◆ **FRAGMENTO SELECCIONADO**:
────────────────────────────────────────

En español existe la misma expresión:
"una de dos...".
.


Marsianitoh said:


> No se puede/ puedes nadar y guardar la ropa.


No es correcto.
En realidad la expresión es:
"Nadar y guardar la ropa" y significa que hay que actuar con precaución, sin arriesgarlo todo.
(dle)


----------



## Mr.Dent

Cerros de Úbeda said:


> The expression has a humoristic side, as it conjures up the image of someone trying to eat 'gofio' (a hummus-like paste), and whistling at the same time.


Gofio is not a hummus-like paste. It is a powdery type of cereal, ground and toasted.


----------



## Marsianitoh

Ballenero said:


> No es correcto.
> En realidad la expresión es:
> "Nadar y guardar la ropa" y significa que hay que actuar con precaución, sin arriesgarlo todo.
> (dle)


Lo que yo estoy diciendo es que no puedes hacerlo, que no tienes más remedio que arriesgarte y decantarte por una opción.


----------



## Cerros de Úbeda

Sí, de acuerdo... Pero creo que tiene distintas variantes según los países - a juzgar por la referencia del DLE:

*(*) DLE
- Gofio*
[Etimología - Voz guanche.]
1. m. Can., Ant., Arg., C. Rica y Ur. Harina gruesa de maíz, trigo o cebada tostados, a veces azucarada.
2. m. Ant. y Ur. Plato de comida que se hace con harina muy fina de maíz tostado y azúcar.
3. m. Nic., P. Rico y Ven. Dulce hecho con harina gruesa de maíz, trigo o cebada tostados.
4. m. Arg., Cuba, P. Rico y Ur. p. us. Harina fina de maíz tostado.


Por otro lado, el enlace que di yo de la versión española, canaria, se refiere a 'una pasta', e incluye una foto donde se parece mucho al hummus. Pero bueno, te doy la razón...

────────────────────────────────────────

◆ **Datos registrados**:
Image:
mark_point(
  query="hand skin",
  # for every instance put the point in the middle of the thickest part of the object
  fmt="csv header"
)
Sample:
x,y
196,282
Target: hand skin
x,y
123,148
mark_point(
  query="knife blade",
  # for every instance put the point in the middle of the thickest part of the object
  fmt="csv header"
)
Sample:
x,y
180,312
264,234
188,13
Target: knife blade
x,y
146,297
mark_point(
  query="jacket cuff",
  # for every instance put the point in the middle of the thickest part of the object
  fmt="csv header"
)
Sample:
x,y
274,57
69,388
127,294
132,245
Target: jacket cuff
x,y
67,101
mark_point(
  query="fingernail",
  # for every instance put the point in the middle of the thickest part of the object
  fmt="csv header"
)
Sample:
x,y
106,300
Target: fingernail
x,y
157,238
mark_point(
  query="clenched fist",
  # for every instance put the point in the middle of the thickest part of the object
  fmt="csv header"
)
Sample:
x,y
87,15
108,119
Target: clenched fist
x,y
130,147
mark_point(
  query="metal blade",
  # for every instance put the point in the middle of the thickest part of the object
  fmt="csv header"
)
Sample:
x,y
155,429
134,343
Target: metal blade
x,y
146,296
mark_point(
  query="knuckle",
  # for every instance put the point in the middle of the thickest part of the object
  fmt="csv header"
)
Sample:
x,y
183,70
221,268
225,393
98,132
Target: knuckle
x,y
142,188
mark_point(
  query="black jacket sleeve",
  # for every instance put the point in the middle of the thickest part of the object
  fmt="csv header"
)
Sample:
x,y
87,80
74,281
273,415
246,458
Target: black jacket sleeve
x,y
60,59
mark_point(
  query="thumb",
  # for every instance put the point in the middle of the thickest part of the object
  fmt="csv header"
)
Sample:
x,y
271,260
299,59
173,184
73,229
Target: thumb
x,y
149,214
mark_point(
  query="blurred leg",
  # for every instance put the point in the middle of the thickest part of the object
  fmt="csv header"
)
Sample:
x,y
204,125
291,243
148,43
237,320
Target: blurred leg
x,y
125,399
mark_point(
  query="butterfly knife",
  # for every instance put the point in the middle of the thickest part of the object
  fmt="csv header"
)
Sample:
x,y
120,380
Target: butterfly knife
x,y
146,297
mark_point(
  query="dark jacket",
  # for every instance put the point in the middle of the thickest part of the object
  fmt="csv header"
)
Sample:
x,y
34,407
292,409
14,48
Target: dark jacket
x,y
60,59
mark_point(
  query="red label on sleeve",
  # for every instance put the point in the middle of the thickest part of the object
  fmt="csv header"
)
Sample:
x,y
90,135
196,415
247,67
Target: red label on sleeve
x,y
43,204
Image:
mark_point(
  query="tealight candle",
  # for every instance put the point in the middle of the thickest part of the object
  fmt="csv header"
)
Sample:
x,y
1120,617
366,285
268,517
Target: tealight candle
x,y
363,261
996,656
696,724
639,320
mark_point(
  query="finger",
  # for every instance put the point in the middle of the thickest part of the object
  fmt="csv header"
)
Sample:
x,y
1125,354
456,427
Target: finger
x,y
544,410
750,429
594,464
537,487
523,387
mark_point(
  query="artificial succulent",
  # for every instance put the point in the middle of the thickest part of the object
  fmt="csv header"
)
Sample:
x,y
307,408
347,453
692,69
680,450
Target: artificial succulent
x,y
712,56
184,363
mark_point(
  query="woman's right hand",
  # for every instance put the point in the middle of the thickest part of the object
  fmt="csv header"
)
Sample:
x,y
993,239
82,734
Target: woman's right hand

────────────────────────────────────────

◆ **QUÉ SE PIDE**:
a - Según la referencia del DLE que se cita en el fragmento seleccionado, ¿de qué lengua procede la palabra «gofio»?
b - Transcribe del fragmento seleccionado todo lo que va desde «## Cerros de» hasta «tostado y azúcar.», ambos incluidos.

◆ **RESPUESTAS REDACTADAS**:
a - Procede de una voz guanche.

b -
## Cerros de Úbeda

Sí, de acuerdo... Pero creo que tiene distintas variantes según los países - a juzgar por la referencia del DLE:

*(*) DLE
- Gofio*
[Etimología - Voz guanche.]
1. m. Can., Ant., Arg., C. Rica y Ur. Harina gruesa de maíz, trigo o cebada tostados, a veces azucarada.
2. m. Ant. y Ur. Plato de comida que se hace con harina muy fina de maíz tostado y azúcar.